▶

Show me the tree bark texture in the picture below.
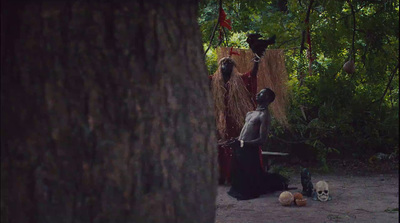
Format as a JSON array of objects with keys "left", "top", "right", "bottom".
[{"left": 1, "top": 1, "right": 217, "bottom": 223}]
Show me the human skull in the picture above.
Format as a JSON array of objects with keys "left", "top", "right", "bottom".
[{"left": 315, "top": 181, "right": 329, "bottom": 202}]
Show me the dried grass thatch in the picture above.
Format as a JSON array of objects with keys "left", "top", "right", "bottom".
[
  {"left": 217, "top": 47, "right": 289, "bottom": 127},
  {"left": 212, "top": 58, "right": 254, "bottom": 139}
]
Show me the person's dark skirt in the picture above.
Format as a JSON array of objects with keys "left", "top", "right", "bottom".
[{"left": 228, "top": 146, "right": 288, "bottom": 200}]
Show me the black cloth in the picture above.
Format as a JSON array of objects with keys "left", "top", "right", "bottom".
[{"left": 228, "top": 145, "right": 288, "bottom": 200}]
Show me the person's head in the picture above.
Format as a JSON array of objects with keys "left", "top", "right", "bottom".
[
  {"left": 219, "top": 57, "right": 236, "bottom": 80},
  {"left": 256, "top": 88, "right": 275, "bottom": 105}
]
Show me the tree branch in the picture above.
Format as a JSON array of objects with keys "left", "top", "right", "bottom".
[
  {"left": 298, "top": 0, "right": 314, "bottom": 85},
  {"left": 347, "top": 0, "right": 356, "bottom": 61},
  {"left": 203, "top": 0, "right": 222, "bottom": 57},
  {"left": 203, "top": 21, "right": 219, "bottom": 56},
  {"left": 277, "top": 37, "right": 300, "bottom": 49},
  {"left": 378, "top": 63, "right": 399, "bottom": 105},
  {"left": 299, "top": 0, "right": 314, "bottom": 56}
]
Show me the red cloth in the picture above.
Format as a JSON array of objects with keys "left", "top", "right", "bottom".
[
  {"left": 219, "top": 7, "right": 232, "bottom": 30},
  {"left": 211, "top": 72, "right": 258, "bottom": 184}
]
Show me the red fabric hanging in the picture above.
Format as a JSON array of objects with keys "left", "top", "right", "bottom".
[
  {"left": 219, "top": 7, "right": 232, "bottom": 30},
  {"left": 229, "top": 47, "right": 240, "bottom": 56}
]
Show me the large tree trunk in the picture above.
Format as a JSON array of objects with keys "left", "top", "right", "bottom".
[{"left": 1, "top": 1, "right": 217, "bottom": 223}]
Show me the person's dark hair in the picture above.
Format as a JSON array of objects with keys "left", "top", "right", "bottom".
[{"left": 264, "top": 88, "right": 275, "bottom": 104}]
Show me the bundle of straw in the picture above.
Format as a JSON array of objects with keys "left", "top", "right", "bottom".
[
  {"left": 216, "top": 47, "right": 289, "bottom": 127},
  {"left": 212, "top": 59, "right": 254, "bottom": 139}
]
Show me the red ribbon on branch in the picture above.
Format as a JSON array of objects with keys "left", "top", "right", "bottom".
[
  {"left": 219, "top": 7, "right": 232, "bottom": 30},
  {"left": 229, "top": 47, "right": 240, "bottom": 57},
  {"left": 218, "top": 7, "right": 231, "bottom": 41},
  {"left": 203, "top": 1, "right": 233, "bottom": 56}
]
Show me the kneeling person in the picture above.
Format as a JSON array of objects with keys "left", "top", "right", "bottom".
[{"left": 226, "top": 88, "right": 288, "bottom": 200}]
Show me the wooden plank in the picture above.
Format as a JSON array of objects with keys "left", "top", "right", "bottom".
[{"left": 261, "top": 151, "right": 289, "bottom": 156}]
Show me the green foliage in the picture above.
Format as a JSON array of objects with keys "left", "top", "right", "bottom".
[
  {"left": 384, "top": 208, "right": 399, "bottom": 213},
  {"left": 204, "top": 44, "right": 218, "bottom": 75},
  {"left": 199, "top": 0, "right": 399, "bottom": 169}
]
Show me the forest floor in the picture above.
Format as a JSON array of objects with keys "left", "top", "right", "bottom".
[{"left": 215, "top": 160, "right": 399, "bottom": 223}]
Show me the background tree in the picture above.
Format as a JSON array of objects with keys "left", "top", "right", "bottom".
[{"left": 1, "top": 1, "right": 216, "bottom": 223}]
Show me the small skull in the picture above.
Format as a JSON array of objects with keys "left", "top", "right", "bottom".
[{"left": 315, "top": 181, "right": 329, "bottom": 202}]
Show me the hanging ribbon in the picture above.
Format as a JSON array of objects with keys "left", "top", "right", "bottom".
[
  {"left": 229, "top": 47, "right": 240, "bottom": 57},
  {"left": 218, "top": 6, "right": 232, "bottom": 41},
  {"left": 219, "top": 7, "right": 232, "bottom": 30}
]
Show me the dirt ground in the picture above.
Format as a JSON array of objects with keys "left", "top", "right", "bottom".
[{"left": 215, "top": 170, "right": 399, "bottom": 223}]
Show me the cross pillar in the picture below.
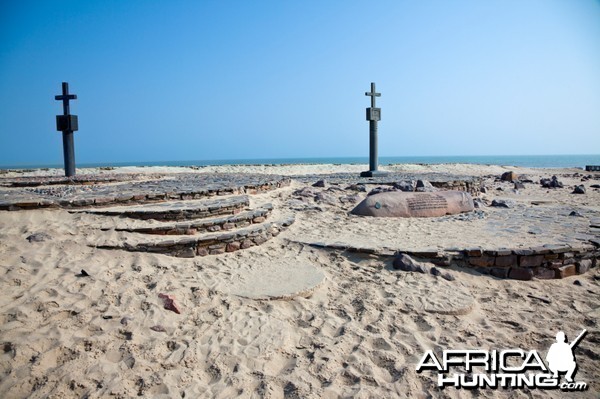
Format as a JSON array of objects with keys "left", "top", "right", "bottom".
[
  {"left": 361, "top": 82, "right": 387, "bottom": 177},
  {"left": 55, "top": 82, "right": 79, "bottom": 177}
]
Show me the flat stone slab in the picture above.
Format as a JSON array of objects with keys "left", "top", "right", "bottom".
[
  {"left": 225, "top": 262, "right": 325, "bottom": 300},
  {"left": 351, "top": 191, "right": 474, "bottom": 218},
  {"left": 79, "top": 196, "right": 250, "bottom": 221},
  {"left": 0, "top": 173, "right": 290, "bottom": 210},
  {"left": 115, "top": 204, "right": 273, "bottom": 235}
]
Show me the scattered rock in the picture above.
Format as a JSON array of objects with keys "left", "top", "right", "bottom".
[
  {"left": 26, "top": 233, "right": 51, "bottom": 243},
  {"left": 573, "top": 280, "right": 582, "bottom": 286},
  {"left": 501, "top": 171, "right": 518, "bottom": 182},
  {"left": 150, "top": 325, "right": 166, "bottom": 332},
  {"left": 473, "top": 198, "right": 486, "bottom": 208},
  {"left": 572, "top": 185, "right": 586, "bottom": 194},
  {"left": 540, "top": 176, "right": 563, "bottom": 188},
  {"left": 415, "top": 180, "right": 436, "bottom": 192},
  {"left": 293, "top": 187, "right": 318, "bottom": 198},
  {"left": 590, "top": 184, "right": 600, "bottom": 189},
  {"left": 392, "top": 254, "right": 425, "bottom": 273},
  {"left": 314, "top": 192, "right": 338, "bottom": 205},
  {"left": 491, "top": 199, "right": 515, "bottom": 208},
  {"left": 120, "top": 317, "right": 132, "bottom": 326},
  {"left": 514, "top": 182, "right": 525, "bottom": 190},
  {"left": 569, "top": 210, "right": 583, "bottom": 217},
  {"left": 76, "top": 269, "right": 90, "bottom": 277},
  {"left": 158, "top": 293, "right": 181, "bottom": 314},
  {"left": 480, "top": 186, "right": 487, "bottom": 194},
  {"left": 442, "top": 272, "right": 455, "bottom": 281},
  {"left": 339, "top": 194, "right": 361, "bottom": 204},
  {"left": 367, "top": 186, "right": 397, "bottom": 196},
  {"left": 393, "top": 181, "right": 415, "bottom": 192},
  {"left": 312, "top": 179, "right": 326, "bottom": 188},
  {"left": 346, "top": 184, "right": 367, "bottom": 192}
]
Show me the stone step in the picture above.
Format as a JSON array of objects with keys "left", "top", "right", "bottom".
[
  {"left": 96, "top": 215, "right": 295, "bottom": 257},
  {"left": 77, "top": 195, "right": 249, "bottom": 221},
  {"left": 115, "top": 204, "right": 273, "bottom": 235}
]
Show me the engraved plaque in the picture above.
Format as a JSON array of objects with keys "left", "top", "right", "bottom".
[{"left": 366, "top": 107, "right": 381, "bottom": 121}]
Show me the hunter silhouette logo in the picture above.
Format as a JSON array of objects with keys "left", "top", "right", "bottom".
[
  {"left": 546, "top": 329, "right": 586, "bottom": 383},
  {"left": 416, "top": 329, "right": 588, "bottom": 391}
]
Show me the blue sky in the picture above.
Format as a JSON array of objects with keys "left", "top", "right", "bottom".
[{"left": 1, "top": 0, "right": 599, "bottom": 166}]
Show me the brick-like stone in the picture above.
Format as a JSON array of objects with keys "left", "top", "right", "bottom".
[
  {"left": 226, "top": 242, "right": 241, "bottom": 252},
  {"left": 490, "top": 268, "right": 509, "bottom": 279},
  {"left": 561, "top": 252, "right": 575, "bottom": 259},
  {"left": 495, "top": 255, "right": 517, "bottom": 267},
  {"left": 508, "top": 268, "right": 534, "bottom": 281},
  {"left": 533, "top": 267, "right": 556, "bottom": 280},
  {"left": 253, "top": 216, "right": 266, "bottom": 223},
  {"left": 197, "top": 247, "right": 209, "bottom": 256},
  {"left": 465, "top": 248, "right": 483, "bottom": 256},
  {"left": 576, "top": 259, "right": 592, "bottom": 274},
  {"left": 544, "top": 253, "right": 559, "bottom": 260},
  {"left": 556, "top": 264, "right": 576, "bottom": 279},
  {"left": 513, "top": 249, "right": 534, "bottom": 256},
  {"left": 241, "top": 239, "right": 254, "bottom": 249},
  {"left": 547, "top": 261, "right": 563, "bottom": 269},
  {"left": 469, "top": 256, "right": 495, "bottom": 267},
  {"left": 519, "top": 255, "right": 544, "bottom": 267},
  {"left": 209, "top": 247, "right": 225, "bottom": 255}
]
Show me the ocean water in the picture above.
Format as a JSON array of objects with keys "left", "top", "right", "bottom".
[{"left": 2, "top": 154, "right": 600, "bottom": 170}]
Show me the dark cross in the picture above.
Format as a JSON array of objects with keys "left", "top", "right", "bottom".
[
  {"left": 361, "top": 82, "right": 386, "bottom": 177},
  {"left": 54, "top": 82, "right": 79, "bottom": 177},
  {"left": 365, "top": 82, "right": 380, "bottom": 108},
  {"left": 55, "top": 82, "right": 77, "bottom": 115}
]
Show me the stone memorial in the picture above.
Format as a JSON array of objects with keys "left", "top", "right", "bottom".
[
  {"left": 351, "top": 190, "right": 474, "bottom": 218},
  {"left": 54, "top": 82, "right": 79, "bottom": 177},
  {"left": 360, "top": 82, "right": 388, "bottom": 177}
]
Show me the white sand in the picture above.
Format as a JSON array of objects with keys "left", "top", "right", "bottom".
[{"left": 0, "top": 164, "right": 598, "bottom": 398}]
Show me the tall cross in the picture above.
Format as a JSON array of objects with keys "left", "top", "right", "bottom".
[
  {"left": 55, "top": 82, "right": 77, "bottom": 116},
  {"left": 365, "top": 82, "right": 380, "bottom": 108}
]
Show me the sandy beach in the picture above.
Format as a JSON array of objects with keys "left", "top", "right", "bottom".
[{"left": 0, "top": 163, "right": 598, "bottom": 398}]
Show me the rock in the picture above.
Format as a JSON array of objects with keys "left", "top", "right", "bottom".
[
  {"left": 508, "top": 268, "right": 534, "bottom": 281},
  {"left": 590, "top": 184, "right": 600, "bottom": 189},
  {"left": 569, "top": 211, "right": 583, "bottom": 217},
  {"left": 573, "top": 280, "right": 582, "bottom": 286},
  {"left": 415, "top": 180, "right": 436, "bottom": 192},
  {"left": 312, "top": 180, "right": 326, "bottom": 188},
  {"left": 393, "top": 181, "right": 415, "bottom": 192},
  {"left": 540, "top": 176, "right": 563, "bottom": 188},
  {"left": 480, "top": 186, "right": 487, "bottom": 194},
  {"left": 367, "top": 186, "right": 397, "bottom": 196},
  {"left": 514, "top": 182, "right": 525, "bottom": 190},
  {"left": 346, "top": 184, "right": 367, "bottom": 192},
  {"left": 150, "top": 325, "right": 166, "bottom": 333},
  {"left": 293, "top": 187, "right": 318, "bottom": 198},
  {"left": 473, "top": 198, "right": 486, "bottom": 209},
  {"left": 442, "top": 272, "right": 455, "bottom": 281},
  {"left": 501, "top": 171, "right": 518, "bottom": 182},
  {"left": 352, "top": 191, "right": 474, "bottom": 218},
  {"left": 572, "top": 185, "right": 586, "bottom": 194},
  {"left": 576, "top": 259, "right": 592, "bottom": 274},
  {"left": 314, "top": 192, "right": 338, "bottom": 205},
  {"left": 491, "top": 199, "right": 515, "bottom": 208},
  {"left": 26, "top": 232, "right": 51, "bottom": 243},
  {"left": 77, "top": 269, "right": 90, "bottom": 277},
  {"left": 430, "top": 267, "right": 441, "bottom": 276},
  {"left": 393, "top": 253, "right": 426, "bottom": 273},
  {"left": 339, "top": 194, "right": 361, "bottom": 204},
  {"left": 158, "top": 293, "right": 181, "bottom": 314}
]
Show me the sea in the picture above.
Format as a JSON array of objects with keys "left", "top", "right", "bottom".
[{"left": 2, "top": 154, "right": 600, "bottom": 170}]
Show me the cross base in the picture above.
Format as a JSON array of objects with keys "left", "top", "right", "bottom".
[{"left": 360, "top": 170, "right": 389, "bottom": 178}]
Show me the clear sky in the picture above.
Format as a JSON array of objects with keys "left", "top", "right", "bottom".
[{"left": 1, "top": 0, "right": 599, "bottom": 166}]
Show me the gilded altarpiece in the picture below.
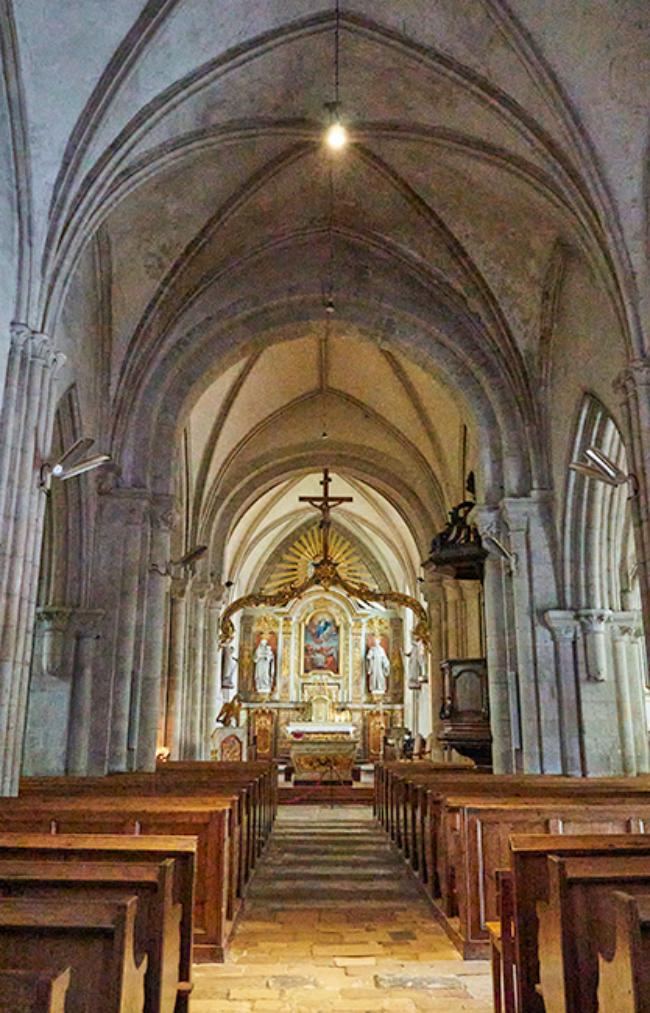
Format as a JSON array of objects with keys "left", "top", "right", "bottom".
[{"left": 239, "top": 590, "right": 404, "bottom": 760}]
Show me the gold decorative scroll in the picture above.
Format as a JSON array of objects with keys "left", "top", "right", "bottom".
[{"left": 219, "top": 556, "right": 430, "bottom": 650}]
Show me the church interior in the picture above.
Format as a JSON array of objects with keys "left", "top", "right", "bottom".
[{"left": 1, "top": 1, "right": 650, "bottom": 1011}]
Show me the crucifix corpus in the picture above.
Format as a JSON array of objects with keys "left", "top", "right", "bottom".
[{"left": 298, "top": 467, "right": 353, "bottom": 564}]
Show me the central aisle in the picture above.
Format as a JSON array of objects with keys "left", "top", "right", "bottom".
[{"left": 193, "top": 806, "right": 492, "bottom": 1012}]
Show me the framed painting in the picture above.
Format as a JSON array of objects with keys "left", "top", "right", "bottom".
[{"left": 303, "top": 611, "right": 340, "bottom": 674}]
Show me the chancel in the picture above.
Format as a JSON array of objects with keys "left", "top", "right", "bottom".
[
  {"left": 215, "top": 468, "right": 431, "bottom": 781},
  {"left": 1, "top": 3, "right": 650, "bottom": 1011}
]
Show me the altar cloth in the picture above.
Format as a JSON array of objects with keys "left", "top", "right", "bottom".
[{"left": 286, "top": 722, "right": 356, "bottom": 737}]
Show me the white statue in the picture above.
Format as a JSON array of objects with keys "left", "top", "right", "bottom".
[
  {"left": 404, "top": 639, "right": 428, "bottom": 689},
  {"left": 366, "top": 635, "right": 390, "bottom": 695},
  {"left": 253, "top": 637, "right": 275, "bottom": 695},
  {"left": 221, "top": 643, "right": 238, "bottom": 690}
]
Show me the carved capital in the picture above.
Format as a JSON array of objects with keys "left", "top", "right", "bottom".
[
  {"left": 170, "top": 577, "right": 188, "bottom": 601},
  {"left": 543, "top": 609, "right": 579, "bottom": 642},
  {"left": 577, "top": 609, "right": 613, "bottom": 636},
  {"left": 615, "top": 358, "right": 650, "bottom": 399},
  {"left": 10, "top": 323, "right": 65, "bottom": 373},
  {"left": 150, "top": 495, "right": 178, "bottom": 532}
]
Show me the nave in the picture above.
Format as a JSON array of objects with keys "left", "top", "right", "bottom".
[{"left": 194, "top": 806, "right": 492, "bottom": 1012}]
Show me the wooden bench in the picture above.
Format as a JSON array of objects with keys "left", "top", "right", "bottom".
[
  {"left": 509, "top": 834, "right": 650, "bottom": 1013},
  {"left": 0, "top": 833, "right": 196, "bottom": 1010},
  {"left": 0, "top": 796, "right": 232, "bottom": 961},
  {"left": 21, "top": 766, "right": 273, "bottom": 892},
  {"left": 437, "top": 798, "right": 650, "bottom": 957},
  {"left": 0, "top": 968, "right": 71, "bottom": 1012},
  {"left": 598, "top": 890, "right": 650, "bottom": 1012},
  {"left": 0, "top": 896, "right": 146, "bottom": 1013},
  {"left": 537, "top": 853, "right": 650, "bottom": 1011},
  {"left": 0, "top": 859, "right": 182, "bottom": 1013}
]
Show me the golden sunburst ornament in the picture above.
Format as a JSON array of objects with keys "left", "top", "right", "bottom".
[{"left": 264, "top": 525, "right": 372, "bottom": 594}]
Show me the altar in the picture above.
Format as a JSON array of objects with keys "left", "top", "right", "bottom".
[{"left": 286, "top": 722, "right": 358, "bottom": 783}]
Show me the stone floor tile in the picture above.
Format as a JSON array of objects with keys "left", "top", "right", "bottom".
[{"left": 195, "top": 805, "right": 492, "bottom": 1012}]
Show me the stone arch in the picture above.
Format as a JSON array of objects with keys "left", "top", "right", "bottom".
[{"left": 563, "top": 393, "right": 634, "bottom": 611}]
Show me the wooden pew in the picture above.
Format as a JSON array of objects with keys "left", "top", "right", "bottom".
[
  {"left": 21, "top": 764, "right": 274, "bottom": 893},
  {"left": 510, "top": 834, "right": 650, "bottom": 1013},
  {"left": 0, "top": 968, "right": 71, "bottom": 1012},
  {"left": 0, "top": 796, "right": 231, "bottom": 961},
  {"left": 537, "top": 853, "right": 650, "bottom": 1011},
  {"left": 437, "top": 798, "right": 650, "bottom": 957},
  {"left": 598, "top": 890, "right": 650, "bottom": 1012},
  {"left": 0, "top": 834, "right": 195, "bottom": 1011},
  {"left": 0, "top": 859, "right": 181, "bottom": 1013},
  {"left": 0, "top": 896, "right": 146, "bottom": 1013}
]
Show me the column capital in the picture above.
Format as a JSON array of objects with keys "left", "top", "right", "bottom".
[
  {"left": 543, "top": 609, "right": 579, "bottom": 641},
  {"left": 419, "top": 564, "right": 446, "bottom": 598},
  {"left": 9, "top": 322, "right": 66, "bottom": 372},
  {"left": 170, "top": 576, "right": 188, "bottom": 601},
  {"left": 615, "top": 358, "right": 650, "bottom": 399},
  {"left": 576, "top": 608, "right": 613, "bottom": 635},
  {"left": 149, "top": 494, "right": 178, "bottom": 532}
]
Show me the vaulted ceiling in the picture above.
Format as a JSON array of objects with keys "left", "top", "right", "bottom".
[{"left": 2, "top": 1, "right": 647, "bottom": 581}]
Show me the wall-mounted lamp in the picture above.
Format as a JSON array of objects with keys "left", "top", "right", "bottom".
[
  {"left": 40, "top": 437, "right": 111, "bottom": 491},
  {"left": 569, "top": 445, "right": 638, "bottom": 497}
]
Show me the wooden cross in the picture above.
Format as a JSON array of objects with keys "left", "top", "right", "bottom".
[{"left": 299, "top": 468, "right": 353, "bottom": 560}]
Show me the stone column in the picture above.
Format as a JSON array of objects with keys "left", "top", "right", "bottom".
[
  {"left": 501, "top": 494, "right": 562, "bottom": 773},
  {"left": 182, "top": 580, "right": 210, "bottom": 759},
  {"left": 629, "top": 622, "right": 650, "bottom": 773},
  {"left": 203, "top": 587, "right": 226, "bottom": 753},
  {"left": 611, "top": 620, "right": 637, "bottom": 775},
  {"left": 0, "top": 324, "right": 64, "bottom": 794},
  {"left": 577, "top": 609, "right": 612, "bottom": 684},
  {"left": 88, "top": 487, "right": 150, "bottom": 774},
  {"left": 543, "top": 611, "right": 583, "bottom": 775},
  {"left": 420, "top": 567, "right": 447, "bottom": 761},
  {"left": 134, "top": 496, "right": 174, "bottom": 771},
  {"left": 616, "top": 361, "right": 650, "bottom": 667},
  {"left": 473, "top": 505, "right": 514, "bottom": 773},
  {"left": 164, "top": 577, "right": 188, "bottom": 759},
  {"left": 66, "top": 610, "right": 104, "bottom": 775}
]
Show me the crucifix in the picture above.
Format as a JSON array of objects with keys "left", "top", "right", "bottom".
[{"left": 299, "top": 468, "right": 353, "bottom": 563}]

◀

Work request: In the listing above, find the line with "Show me the brick-like" and the line with "Show me the stone memorial"; set down exactly those two lines and every line between them, nothing more.

Written reply:
Show me the brick-like stone in the picture above.
Format as a JSON array of objects with keys "left", "top", "right", "bottom".
[
  {"left": 226, "top": 242, "right": 241, "bottom": 252},
  {"left": 490, "top": 268, "right": 509, "bottom": 279},
  {"left": 561, "top": 252, "right": 575, "bottom": 259},
  {"left": 495, "top": 255, "right": 517, "bottom": 267},
  {"left": 508, "top": 268, "right": 534, "bottom": 281},
  {"left": 533, "top": 267, "right": 556, "bottom": 280},
  {"left": 253, "top": 216, "right": 266, "bottom": 223},
  {"left": 197, "top": 247, "right": 209, "bottom": 256},
  {"left": 465, "top": 248, "right": 483, "bottom": 256},
  {"left": 576, "top": 259, "right": 592, "bottom": 274},
  {"left": 544, "top": 253, "right": 559, "bottom": 260},
  {"left": 556, "top": 264, "right": 576, "bottom": 279},
  {"left": 513, "top": 249, "right": 534, "bottom": 256},
  {"left": 241, "top": 239, "right": 254, "bottom": 249},
  {"left": 547, "top": 261, "right": 563, "bottom": 269},
  {"left": 469, "top": 256, "right": 495, "bottom": 267},
  {"left": 519, "top": 255, "right": 544, "bottom": 267},
  {"left": 209, "top": 247, "right": 225, "bottom": 255}
]
Show me the ocean water in the picture above.
Format as a JSON array of objects with keys "left", "top", "right", "bottom".
[{"left": 2, "top": 154, "right": 600, "bottom": 170}]
Show me the dark cross in the picture above.
Format as a JSON array of objects with keys "left", "top", "right", "bottom".
[
  {"left": 361, "top": 82, "right": 386, "bottom": 177},
  {"left": 54, "top": 82, "right": 79, "bottom": 177},
  {"left": 365, "top": 82, "right": 380, "bottom": 108},
  {"left": 55, "top": 82, "right": 77, "bottom": 115}
]
Show me the stone memorial in the picture above.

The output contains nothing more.